_What you should do_
Return word for word everything in the records from the line containing "target: autumn foliage tree" down to the line containing "907 62 L 917", including both of those lines.

Collected data
________

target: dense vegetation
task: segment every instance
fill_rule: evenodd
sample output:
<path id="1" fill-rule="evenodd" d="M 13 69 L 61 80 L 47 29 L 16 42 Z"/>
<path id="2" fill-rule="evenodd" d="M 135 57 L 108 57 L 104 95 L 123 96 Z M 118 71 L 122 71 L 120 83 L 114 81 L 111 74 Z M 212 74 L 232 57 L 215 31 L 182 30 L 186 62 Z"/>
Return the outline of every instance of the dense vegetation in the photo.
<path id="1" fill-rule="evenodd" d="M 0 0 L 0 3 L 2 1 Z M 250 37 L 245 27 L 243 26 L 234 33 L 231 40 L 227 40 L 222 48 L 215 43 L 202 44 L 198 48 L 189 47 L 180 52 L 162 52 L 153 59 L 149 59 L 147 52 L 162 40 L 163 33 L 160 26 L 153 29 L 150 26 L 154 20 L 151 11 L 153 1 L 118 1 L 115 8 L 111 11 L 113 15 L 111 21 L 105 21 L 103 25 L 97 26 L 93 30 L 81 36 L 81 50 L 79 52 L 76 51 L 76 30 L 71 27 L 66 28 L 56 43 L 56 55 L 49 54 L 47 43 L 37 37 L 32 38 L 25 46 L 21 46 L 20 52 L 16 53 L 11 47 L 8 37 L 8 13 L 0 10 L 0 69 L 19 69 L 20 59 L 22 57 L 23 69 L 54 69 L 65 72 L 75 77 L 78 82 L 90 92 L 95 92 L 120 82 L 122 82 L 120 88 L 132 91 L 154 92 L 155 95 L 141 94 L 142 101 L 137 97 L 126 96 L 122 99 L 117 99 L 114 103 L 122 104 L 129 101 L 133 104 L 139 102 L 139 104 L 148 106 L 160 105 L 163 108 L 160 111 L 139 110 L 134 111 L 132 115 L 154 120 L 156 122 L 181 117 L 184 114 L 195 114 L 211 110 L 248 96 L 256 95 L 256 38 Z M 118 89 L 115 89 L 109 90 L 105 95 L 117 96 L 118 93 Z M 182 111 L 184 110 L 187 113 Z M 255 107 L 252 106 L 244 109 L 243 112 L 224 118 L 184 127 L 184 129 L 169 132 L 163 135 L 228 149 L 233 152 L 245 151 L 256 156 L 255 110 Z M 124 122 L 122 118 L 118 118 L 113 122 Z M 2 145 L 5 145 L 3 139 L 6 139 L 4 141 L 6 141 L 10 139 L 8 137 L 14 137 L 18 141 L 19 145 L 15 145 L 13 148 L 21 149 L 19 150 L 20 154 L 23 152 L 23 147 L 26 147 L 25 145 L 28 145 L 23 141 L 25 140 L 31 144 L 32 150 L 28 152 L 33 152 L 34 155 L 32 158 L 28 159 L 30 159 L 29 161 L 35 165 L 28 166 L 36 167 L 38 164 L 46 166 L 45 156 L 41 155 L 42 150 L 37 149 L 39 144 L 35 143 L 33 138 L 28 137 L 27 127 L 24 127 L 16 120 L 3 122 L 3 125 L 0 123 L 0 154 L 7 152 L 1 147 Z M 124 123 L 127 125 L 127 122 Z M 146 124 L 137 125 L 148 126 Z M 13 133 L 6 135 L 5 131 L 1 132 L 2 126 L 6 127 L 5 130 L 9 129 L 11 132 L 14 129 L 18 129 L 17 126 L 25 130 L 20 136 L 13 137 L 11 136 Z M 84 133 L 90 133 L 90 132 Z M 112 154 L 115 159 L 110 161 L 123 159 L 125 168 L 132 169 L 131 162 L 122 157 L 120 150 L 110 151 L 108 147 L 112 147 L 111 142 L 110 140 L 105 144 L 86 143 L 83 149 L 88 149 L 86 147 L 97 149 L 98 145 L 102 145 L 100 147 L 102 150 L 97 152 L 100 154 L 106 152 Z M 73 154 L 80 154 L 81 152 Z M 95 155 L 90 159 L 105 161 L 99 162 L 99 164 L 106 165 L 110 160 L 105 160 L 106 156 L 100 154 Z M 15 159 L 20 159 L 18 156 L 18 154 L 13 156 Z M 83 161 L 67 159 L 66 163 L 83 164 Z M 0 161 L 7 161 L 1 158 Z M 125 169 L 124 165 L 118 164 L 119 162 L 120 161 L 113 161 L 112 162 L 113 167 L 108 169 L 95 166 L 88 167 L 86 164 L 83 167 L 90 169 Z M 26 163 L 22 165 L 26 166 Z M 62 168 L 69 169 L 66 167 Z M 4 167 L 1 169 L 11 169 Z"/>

________

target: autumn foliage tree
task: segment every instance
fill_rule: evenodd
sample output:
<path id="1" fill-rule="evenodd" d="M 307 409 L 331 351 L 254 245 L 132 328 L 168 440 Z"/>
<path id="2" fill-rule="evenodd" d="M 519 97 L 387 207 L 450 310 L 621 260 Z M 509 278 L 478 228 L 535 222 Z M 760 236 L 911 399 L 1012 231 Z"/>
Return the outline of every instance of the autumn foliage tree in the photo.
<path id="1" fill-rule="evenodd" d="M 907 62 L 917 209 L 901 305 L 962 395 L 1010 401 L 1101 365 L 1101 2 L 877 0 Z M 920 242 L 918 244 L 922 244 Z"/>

________

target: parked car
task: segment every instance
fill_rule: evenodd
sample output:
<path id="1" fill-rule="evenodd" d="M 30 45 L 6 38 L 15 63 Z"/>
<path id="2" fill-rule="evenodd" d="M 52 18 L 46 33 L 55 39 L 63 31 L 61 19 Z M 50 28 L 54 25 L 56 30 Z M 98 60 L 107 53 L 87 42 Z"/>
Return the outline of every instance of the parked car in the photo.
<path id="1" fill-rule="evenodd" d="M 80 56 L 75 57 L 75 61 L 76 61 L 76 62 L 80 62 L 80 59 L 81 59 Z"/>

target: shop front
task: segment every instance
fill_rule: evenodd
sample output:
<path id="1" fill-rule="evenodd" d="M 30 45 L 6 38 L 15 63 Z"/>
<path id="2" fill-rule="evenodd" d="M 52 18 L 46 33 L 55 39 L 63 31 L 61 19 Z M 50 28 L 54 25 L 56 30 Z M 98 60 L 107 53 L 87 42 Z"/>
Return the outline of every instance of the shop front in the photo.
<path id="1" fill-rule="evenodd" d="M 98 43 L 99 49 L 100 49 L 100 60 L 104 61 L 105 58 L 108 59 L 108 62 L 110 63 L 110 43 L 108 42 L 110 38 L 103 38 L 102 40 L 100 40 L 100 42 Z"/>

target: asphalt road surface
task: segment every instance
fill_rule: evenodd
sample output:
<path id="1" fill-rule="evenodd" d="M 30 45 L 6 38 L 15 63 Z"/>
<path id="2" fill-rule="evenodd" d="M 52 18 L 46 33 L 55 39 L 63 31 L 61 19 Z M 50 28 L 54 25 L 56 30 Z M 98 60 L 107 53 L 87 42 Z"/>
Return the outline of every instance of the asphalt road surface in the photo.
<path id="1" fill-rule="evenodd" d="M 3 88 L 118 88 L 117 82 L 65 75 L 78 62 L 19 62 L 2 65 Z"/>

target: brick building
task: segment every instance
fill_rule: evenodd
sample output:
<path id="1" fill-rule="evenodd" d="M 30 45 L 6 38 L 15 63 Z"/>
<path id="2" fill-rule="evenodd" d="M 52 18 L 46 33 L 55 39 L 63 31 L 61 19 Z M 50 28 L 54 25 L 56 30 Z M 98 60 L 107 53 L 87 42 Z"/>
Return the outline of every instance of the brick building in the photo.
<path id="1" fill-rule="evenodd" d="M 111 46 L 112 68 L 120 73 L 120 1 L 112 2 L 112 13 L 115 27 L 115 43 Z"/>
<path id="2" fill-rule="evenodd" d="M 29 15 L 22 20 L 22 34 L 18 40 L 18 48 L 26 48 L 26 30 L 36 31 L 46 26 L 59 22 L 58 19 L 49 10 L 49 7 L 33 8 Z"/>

________

_Result_
target: autumn foliage tree
task: segment every instance
fill_rule: evenodd
sample output:
<path id="1" fill-rule="evenodd" d="M 307 409 L 331 351 L 254 245 L 132 328 L 168 440 Z"/>
<path id="2" fill-rule="evenodd" d="M 519 97 L 387 207 L 450 310 L 621 260 Z M 509 278 L 478 228 L 535 222 Z M 760 236 L 911 399 L 1012 231 Z"/>
Return the outline of every instance of the autumn foliage tree in the photo.
<path id="1" fill-rule="evenodd" d="M 907 62 L 917 209 L 901 305 L 962 395 L 1010 401 L 1101 365 L 1101 2 L 877 0 Z M 920 242 L 918 244 L 922 244 Z"/>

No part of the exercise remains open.